* _ASSIGNMENT_: Return the listing below in full, exactly.

* _DATA FOR PROCESSING_:
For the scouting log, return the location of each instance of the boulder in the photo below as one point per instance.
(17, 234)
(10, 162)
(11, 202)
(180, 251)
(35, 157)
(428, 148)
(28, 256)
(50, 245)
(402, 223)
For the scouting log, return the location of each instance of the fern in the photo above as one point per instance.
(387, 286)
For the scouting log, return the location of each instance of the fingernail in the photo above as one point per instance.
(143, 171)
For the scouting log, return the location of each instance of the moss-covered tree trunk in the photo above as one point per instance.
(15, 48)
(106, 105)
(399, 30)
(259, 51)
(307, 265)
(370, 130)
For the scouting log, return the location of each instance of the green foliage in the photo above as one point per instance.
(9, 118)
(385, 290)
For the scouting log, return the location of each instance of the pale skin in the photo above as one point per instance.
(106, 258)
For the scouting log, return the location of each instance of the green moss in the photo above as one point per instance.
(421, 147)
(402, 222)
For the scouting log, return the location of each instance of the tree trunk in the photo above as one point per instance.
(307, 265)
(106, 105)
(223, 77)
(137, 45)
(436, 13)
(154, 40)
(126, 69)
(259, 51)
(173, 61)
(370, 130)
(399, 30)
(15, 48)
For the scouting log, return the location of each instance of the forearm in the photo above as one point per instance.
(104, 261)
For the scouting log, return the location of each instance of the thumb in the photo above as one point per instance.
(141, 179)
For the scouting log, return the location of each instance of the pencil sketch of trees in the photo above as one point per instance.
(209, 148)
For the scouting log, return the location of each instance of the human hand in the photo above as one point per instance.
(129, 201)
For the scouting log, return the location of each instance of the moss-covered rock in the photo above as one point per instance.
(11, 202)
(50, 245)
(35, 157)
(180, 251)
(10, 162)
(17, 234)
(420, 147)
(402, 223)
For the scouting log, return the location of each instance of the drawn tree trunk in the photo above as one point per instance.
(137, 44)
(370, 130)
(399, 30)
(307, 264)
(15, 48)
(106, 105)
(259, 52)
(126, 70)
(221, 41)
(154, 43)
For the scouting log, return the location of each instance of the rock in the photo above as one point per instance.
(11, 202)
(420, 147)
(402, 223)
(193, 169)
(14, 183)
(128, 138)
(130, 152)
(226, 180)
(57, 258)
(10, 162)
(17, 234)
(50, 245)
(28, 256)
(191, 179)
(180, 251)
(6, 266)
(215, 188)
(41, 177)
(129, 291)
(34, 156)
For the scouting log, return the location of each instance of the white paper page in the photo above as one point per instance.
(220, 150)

* _TASK ANSWER_:
For the scouting log, return the location of each instance of the boulder in the photo below as one point per instance.
(17, 234)
(10, 162)
(11, 202)
(180, 251)
(35, 157)
(428, 148)
(28, 256)
(50, 245)
(402, 223)
For the scouting log, return the location of each instance of the fern in the photo above as one point per instance.
(387, 286)
For the scouting log, return the location of each instance of the fingernail in the photo above as one point per instance.
(143, 171)
For the scouting log, return the location of each instance of the moss-covered tree trunk in the photo above as one point per instance.
(15, 48)
(106, 105)
(399, 30)
(259, 51)
(307, 265)
(370, 130)
For the scouting log, return the location of each instance of the green foliage in the photo above as one point per instance.
(9, 118)
(385, 290)
For the scouting log, return the location of each instance of the pale skin in the photo above as one point per instance.
(106, 258)
For the scouting log, return the location of each instance of the green moss in the photo above as one point per instance.
(421, 147)
(402, 222)
For the scouting log, return the location of each instance of the tree trunk in the photo above as one point per instance.
(307, 265)
(106, 105)
(223, 77)
(137, 45)
(436, 13)
(154, 40)
(126, 69)
(259, 51)
(173, 61)
(370, 130)
(399, 30)
(15, 48)
For the scouting log, return the location of each instance of the forearm in the photo above as one point per instance.
(104, 261)
For the scouting log, return the location of each instance of the thumb in the photo above as one point per instance.
(141, 179)
For the scouting log, return the location of each instance of the pencil sketch of trees in the photo above as one point per instance.
(209, 148)
For the scouting log, return the location of each instance of the human hand in the photo above as one point per instance.
(129, 201)
For the scouting log, return the location of each instance of the moss-covered rock in the photo above as one point per instance.
(11, 202)
(50, 245)
(35, 157)
(180, 251)
(10, 162)
(17, 234)
(420, 147)
(402, 223)
For the scouting log, return the location of each instance of the drawn tree trunk in the photo above as one point per instance.
(137, 44)
(370, 130)
(399, 30)
(307, 264)
(15, 48)
(106, 105)
(259, 52)
(126, 70)
(221, 41)
(154, 43)
For the scouting log, return the location of each instance of the rock in the photo above as one point per instance.
(11, 202)
(420, 147)
(402, 223)
(193, 169)
(14, 183)
(128, 138)
(130, 152)
(226, 180)
(57, 258)
(10, 162)
(17, 234)
(50, 245)
(28, 256)
(191, 179)
(180, 251)
(6, 266)
(215, 188)
(41, 177)
(129, 291)
(34, 156)
For the scouting log, return the location of each instance of the white paper page in the photo above as one point per instance.
(220, 150)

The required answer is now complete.